## EXERCISE PROMPT
Quote verbatim the lines of the entries below that start at the line containing "Please place a point on the sea" and end after the line containing "column 93, row 151".

###

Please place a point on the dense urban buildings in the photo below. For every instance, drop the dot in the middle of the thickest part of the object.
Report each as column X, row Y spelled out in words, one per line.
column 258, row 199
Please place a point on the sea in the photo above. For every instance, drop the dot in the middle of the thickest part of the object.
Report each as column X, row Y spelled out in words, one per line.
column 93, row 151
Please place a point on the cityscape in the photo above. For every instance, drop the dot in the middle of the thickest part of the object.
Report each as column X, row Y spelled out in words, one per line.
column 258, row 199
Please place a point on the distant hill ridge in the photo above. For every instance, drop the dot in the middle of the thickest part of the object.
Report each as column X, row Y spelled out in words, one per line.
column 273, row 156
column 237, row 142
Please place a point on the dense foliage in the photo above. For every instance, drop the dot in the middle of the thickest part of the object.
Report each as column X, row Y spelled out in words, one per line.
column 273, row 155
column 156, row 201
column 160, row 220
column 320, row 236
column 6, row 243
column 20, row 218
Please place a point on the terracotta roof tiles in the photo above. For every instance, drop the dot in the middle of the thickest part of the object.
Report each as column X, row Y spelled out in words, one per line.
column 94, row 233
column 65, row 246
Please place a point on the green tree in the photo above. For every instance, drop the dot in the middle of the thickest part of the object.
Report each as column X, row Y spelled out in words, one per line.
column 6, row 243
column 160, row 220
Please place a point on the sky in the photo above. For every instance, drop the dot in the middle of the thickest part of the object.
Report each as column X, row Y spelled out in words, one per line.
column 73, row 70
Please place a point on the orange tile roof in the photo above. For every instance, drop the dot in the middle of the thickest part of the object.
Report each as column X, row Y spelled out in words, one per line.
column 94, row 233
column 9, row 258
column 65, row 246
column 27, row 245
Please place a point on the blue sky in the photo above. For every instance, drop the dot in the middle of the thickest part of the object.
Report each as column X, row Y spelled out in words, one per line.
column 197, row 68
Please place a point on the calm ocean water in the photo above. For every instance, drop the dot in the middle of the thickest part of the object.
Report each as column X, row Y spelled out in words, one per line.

###

## RESPONSE TO THIS EXERCISE
Please place a point on the sea in the photo above. For every instance, drop the dot in the middle of the thickest part of the object.
Report each as column X, row Y spelled out in words, one per line.
column 93, row 151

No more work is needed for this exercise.